[Collected data entries]
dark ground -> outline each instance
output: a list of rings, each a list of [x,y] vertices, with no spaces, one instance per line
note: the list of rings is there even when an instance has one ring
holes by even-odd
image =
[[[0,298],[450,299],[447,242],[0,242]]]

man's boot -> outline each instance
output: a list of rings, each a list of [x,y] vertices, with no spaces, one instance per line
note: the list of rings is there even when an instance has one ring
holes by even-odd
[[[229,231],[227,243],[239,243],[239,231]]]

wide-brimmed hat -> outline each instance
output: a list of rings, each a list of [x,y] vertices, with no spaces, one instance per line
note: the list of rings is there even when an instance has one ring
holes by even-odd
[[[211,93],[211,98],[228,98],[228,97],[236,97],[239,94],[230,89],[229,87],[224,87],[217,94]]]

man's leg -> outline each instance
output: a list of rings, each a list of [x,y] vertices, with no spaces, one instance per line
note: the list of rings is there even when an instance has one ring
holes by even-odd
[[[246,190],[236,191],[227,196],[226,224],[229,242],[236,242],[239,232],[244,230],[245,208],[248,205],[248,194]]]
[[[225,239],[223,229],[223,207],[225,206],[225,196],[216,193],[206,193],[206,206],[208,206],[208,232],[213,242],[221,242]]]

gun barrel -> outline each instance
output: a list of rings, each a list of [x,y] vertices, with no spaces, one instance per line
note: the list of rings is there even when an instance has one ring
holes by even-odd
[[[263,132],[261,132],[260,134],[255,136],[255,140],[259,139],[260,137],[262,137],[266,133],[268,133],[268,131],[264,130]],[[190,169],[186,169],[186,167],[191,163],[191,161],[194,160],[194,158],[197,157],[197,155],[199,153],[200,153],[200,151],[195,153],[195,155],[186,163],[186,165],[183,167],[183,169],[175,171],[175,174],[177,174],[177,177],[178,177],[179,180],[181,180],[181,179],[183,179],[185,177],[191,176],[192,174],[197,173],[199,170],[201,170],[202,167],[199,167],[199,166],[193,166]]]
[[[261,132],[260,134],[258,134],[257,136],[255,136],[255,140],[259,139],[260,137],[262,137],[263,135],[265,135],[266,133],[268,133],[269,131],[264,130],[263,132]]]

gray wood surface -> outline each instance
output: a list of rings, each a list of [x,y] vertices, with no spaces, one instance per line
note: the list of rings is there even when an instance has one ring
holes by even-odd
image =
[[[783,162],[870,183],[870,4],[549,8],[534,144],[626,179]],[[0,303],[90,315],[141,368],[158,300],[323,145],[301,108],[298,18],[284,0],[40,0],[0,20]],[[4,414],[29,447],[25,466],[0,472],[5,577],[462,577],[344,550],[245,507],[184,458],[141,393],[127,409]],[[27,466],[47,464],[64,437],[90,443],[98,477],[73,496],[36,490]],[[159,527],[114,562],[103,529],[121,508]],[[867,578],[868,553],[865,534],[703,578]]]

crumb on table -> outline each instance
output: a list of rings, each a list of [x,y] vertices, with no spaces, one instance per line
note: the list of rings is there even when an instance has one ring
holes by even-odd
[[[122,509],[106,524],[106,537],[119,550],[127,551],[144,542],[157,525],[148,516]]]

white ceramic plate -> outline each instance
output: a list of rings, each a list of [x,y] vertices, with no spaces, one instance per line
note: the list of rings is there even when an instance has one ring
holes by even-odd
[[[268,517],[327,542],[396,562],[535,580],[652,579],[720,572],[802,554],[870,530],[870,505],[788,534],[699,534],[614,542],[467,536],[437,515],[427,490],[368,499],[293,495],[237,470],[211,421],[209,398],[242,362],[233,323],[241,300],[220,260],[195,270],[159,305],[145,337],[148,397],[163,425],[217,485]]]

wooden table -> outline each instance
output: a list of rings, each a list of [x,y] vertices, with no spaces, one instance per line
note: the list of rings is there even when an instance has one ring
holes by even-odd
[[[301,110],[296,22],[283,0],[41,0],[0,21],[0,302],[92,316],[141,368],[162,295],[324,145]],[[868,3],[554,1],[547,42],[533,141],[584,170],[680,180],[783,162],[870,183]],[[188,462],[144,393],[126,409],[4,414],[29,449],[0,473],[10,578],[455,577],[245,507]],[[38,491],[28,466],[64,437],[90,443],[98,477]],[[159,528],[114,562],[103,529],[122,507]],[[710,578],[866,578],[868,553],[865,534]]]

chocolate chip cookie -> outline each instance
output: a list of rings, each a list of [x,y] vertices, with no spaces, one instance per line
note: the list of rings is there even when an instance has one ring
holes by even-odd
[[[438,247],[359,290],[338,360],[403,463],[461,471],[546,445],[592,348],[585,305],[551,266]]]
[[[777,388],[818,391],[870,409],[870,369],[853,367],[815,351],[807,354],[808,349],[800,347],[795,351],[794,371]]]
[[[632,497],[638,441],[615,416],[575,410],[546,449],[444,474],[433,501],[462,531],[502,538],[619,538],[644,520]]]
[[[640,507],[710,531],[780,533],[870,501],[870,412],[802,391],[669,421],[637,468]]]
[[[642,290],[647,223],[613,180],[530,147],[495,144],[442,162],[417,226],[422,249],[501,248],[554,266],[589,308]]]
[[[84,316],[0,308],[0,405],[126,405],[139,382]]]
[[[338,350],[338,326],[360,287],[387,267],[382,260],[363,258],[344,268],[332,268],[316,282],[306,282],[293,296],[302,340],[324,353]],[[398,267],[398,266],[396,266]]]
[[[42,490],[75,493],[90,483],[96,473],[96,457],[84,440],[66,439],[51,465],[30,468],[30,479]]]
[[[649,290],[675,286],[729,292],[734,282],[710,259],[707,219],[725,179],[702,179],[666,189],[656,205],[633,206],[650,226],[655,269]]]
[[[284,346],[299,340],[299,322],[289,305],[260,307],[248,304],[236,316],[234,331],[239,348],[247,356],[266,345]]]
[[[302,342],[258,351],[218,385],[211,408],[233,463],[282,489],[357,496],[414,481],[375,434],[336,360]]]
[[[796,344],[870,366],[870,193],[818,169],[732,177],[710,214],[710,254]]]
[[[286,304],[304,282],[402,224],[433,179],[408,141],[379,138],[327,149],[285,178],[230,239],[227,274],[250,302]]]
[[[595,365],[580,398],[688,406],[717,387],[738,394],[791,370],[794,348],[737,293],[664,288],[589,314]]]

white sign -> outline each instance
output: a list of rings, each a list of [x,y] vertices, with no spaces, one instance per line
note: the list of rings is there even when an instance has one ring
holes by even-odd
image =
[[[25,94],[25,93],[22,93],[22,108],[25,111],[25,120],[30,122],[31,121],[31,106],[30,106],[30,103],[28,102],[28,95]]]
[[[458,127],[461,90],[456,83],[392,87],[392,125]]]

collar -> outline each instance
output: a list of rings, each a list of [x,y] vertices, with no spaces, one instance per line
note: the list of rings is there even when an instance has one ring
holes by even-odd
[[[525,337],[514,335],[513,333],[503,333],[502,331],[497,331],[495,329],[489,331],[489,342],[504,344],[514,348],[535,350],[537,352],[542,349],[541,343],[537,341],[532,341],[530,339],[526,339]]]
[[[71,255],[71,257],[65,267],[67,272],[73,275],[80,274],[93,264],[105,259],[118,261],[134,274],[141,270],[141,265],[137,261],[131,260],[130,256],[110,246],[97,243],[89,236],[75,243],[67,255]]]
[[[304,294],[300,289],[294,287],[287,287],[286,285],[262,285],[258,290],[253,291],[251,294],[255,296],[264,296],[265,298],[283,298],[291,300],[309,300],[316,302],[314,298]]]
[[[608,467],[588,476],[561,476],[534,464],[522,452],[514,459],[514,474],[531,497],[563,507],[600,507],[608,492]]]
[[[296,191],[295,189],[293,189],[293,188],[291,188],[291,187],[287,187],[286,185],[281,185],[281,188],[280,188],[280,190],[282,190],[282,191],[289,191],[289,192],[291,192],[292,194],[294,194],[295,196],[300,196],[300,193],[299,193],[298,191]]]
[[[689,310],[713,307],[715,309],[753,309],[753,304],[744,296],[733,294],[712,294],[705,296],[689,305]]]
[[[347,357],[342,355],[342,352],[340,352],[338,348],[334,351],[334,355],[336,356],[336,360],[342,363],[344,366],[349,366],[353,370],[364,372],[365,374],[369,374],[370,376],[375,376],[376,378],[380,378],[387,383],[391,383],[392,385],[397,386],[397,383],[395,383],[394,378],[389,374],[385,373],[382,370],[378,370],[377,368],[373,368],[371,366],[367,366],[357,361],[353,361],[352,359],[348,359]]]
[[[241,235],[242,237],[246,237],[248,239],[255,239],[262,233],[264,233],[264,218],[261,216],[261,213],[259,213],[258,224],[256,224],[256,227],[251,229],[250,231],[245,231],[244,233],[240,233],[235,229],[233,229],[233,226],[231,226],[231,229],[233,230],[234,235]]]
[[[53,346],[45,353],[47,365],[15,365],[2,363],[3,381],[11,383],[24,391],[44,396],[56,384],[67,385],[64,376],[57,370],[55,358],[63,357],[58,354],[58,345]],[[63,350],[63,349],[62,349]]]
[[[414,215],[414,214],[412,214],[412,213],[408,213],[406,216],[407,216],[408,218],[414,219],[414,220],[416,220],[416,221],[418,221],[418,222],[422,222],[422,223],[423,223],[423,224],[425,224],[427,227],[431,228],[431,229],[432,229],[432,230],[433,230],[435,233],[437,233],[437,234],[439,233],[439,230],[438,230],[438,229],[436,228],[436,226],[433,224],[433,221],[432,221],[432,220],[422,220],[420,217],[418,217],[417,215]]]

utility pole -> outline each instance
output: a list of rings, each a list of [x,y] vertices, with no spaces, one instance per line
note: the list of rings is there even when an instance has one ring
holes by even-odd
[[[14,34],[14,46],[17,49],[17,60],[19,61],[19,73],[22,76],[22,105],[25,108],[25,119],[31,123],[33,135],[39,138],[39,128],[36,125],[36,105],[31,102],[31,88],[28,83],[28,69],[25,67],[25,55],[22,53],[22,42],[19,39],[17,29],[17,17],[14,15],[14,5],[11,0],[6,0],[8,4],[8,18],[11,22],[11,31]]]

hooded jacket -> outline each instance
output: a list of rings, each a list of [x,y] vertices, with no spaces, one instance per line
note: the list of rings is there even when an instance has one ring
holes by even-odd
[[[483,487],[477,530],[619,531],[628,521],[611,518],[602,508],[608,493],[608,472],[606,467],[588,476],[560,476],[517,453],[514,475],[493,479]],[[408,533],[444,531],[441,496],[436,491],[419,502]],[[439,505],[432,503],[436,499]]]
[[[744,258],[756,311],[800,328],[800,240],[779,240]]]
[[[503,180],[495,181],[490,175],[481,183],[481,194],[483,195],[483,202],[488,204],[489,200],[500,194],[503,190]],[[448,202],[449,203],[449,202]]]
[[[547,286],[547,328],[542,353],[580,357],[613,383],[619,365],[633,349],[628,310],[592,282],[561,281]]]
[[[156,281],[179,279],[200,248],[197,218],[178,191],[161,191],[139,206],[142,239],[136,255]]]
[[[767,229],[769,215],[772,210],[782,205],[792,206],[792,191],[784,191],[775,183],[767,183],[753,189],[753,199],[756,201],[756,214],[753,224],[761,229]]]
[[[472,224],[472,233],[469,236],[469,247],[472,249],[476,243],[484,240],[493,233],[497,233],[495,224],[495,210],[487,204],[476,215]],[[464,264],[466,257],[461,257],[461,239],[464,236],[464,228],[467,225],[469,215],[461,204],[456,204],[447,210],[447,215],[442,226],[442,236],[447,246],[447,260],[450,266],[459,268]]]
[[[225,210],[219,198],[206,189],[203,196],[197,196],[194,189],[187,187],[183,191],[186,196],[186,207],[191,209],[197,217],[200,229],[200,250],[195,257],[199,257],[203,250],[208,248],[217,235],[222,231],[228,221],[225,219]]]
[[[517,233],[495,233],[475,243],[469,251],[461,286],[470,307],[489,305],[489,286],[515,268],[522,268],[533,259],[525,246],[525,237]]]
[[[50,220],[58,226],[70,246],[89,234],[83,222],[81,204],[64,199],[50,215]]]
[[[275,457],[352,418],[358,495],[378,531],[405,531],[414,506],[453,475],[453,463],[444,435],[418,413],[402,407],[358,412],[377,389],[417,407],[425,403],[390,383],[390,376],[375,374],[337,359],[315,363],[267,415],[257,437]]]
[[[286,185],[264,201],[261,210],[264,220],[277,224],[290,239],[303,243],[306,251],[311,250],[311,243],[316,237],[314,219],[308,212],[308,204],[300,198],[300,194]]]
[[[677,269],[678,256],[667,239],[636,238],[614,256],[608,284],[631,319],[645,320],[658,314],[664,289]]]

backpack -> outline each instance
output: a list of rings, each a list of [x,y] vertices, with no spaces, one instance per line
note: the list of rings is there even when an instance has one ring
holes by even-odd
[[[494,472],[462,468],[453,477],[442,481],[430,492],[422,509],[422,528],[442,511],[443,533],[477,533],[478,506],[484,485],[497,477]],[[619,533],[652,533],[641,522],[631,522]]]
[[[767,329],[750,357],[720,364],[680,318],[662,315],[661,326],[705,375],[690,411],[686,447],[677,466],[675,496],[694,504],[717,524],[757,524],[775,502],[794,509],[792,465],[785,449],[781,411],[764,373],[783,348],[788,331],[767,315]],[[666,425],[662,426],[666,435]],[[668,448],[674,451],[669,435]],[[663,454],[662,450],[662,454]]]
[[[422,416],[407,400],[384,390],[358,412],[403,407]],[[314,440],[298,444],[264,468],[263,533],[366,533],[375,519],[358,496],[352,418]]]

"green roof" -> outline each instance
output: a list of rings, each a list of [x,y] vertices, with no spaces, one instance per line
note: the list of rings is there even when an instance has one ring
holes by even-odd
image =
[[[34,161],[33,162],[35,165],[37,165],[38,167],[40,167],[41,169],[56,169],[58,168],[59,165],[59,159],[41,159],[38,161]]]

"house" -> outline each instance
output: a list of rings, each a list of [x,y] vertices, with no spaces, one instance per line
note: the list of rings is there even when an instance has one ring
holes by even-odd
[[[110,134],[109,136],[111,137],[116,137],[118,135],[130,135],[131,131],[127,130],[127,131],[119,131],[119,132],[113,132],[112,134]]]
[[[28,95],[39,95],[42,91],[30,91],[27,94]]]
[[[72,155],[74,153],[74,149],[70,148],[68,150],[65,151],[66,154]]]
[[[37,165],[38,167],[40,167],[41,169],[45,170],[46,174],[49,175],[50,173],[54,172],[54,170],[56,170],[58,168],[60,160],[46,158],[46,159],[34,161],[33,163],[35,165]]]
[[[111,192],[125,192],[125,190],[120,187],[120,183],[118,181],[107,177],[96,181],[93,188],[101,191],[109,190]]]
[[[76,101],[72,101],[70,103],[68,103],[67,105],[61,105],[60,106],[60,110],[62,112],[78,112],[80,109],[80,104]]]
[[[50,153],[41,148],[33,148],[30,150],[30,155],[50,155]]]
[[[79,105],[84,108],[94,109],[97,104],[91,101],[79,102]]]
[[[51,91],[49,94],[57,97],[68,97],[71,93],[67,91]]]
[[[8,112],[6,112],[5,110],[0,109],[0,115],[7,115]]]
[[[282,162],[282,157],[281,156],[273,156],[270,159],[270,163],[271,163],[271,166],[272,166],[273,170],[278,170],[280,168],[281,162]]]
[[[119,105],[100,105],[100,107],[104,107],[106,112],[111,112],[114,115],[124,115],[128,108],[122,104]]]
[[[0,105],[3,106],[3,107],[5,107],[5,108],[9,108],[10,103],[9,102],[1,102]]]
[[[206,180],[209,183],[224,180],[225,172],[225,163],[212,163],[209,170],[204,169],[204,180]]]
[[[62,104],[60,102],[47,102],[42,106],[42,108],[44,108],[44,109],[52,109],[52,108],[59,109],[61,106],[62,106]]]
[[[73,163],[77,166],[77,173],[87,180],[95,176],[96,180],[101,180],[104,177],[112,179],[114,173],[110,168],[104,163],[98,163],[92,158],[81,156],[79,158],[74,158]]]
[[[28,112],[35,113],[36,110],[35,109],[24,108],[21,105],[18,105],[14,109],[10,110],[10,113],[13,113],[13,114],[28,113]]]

■ **WHAT IS BEING ASKED**
Wherever a line in the entries above holds "white", copy that line.

■ **ANSWER SPACE**
white ceramic plate -> outline each instance
white sign -> outline each instance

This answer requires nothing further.